▶ **Reading text**
"""

# new old story



## leemarvin was rite

years of little intimacy 2 times a year ,, wont talk about it , quoit not my fault dont like conflict , no confrontation not good at communication .


----------



## Mr.Married

Do some reading on the forum ...... countless men and women in your shoes.

%50 stay living in pain

%49 divorce

%1 find a solution

%100 hate going through it

For everything else there is Mastercard ......


----------



## leemarvin was rite

read a lot and see no easy answer , i found a site the forgiven wife and think i am learning about the refuser gatekeeper .. i asked her to take a look at it and i get , i cant find it and dont blame me. my wife will not talk about this , 30 years 3 kids and many years without intimacy , she says she loves me very much and cant put her finger on why she wont have sex . i feel real low , unloved and alone just roommates , no light at the tunnels end


----------



## Decorum

leemarvin was rite said:


> read a lot and see no easy answer , i found a site the forgiven wife and think i am learning about the refuser gatekeeper .. i asked her to take a look at it and i get , i cant find it and dont blame me. my wife will not talk about this , 30 years 3 kids and many years without intimacy , she says she loves me very much and cant put her finger on why she wont have sex . i feel real low , unloved and alone just roommates , no light at the tunnels end


Really? And you dont know either?

"""

▶ **Given instruction 1**
In the listing, copy the lines from the one holding "Thank you for the photo. Could you tag the marble-look" through the end of the listing, inclusive, with the requests included. Scale each coordinate in the answers by 2.2 and round to whole numbers, rounding halves up; leave the requests and their sample values unchanged.

Records from a collection

"""

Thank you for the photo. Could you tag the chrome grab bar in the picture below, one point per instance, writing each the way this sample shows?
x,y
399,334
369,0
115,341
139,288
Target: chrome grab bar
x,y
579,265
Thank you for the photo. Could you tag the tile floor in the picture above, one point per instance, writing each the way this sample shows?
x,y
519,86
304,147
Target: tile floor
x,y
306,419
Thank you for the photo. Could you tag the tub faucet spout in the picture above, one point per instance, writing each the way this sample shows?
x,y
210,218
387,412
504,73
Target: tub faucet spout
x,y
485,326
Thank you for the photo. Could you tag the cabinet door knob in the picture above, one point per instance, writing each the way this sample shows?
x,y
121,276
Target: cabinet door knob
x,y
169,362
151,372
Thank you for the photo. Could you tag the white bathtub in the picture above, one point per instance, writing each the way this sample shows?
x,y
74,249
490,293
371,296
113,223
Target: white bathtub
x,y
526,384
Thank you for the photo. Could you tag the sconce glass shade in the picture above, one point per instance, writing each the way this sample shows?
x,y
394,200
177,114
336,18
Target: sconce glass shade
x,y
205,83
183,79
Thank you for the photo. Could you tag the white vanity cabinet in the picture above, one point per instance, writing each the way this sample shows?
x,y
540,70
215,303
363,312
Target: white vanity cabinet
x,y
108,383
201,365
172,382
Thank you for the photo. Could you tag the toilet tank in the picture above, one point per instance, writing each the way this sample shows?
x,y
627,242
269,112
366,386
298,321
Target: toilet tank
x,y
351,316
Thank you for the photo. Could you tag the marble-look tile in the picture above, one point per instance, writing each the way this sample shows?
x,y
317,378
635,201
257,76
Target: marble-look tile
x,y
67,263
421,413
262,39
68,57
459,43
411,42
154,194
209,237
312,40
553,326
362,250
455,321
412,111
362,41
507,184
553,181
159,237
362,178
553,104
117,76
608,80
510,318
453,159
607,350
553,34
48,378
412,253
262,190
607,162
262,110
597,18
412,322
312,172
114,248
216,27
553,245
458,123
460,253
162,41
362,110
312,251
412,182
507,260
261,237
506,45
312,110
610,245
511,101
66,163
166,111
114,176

"""

▶ **Given instruction 2**
In the forum thread, how many years and how many kids does the original poster mention?

▶ **Final answer 1**
Thank you for the photo. Could you tag the marble-look tile in the picture above, one point per instance, writing each the way this sample shows?
x,y
317,378
635,201
257,76
Target: marble-look tile
x,y
147,579
926,909
576,86
150,125
1010,95
904,92
339,427
460,521
686,88
1217,717
796,550
1001,706
906,244
796,90
1115,405
1217,398
350,521
796,392
1217,229
257,167
1338,176
1122,700
997,350
1335,770
1217,75
106,832
906,557
576,418
1335,356
576,242
1313,40
906,708
686,378
251,546
475,59
1217,539
1008,271
1012,557
356,90
796,242
686,552
906,400
1115,572
574,521
1113,99
686,242
1342,539
1124,222
145,359
365,244
251,387

▶ **Final answer 2**
30 years and 3 kids.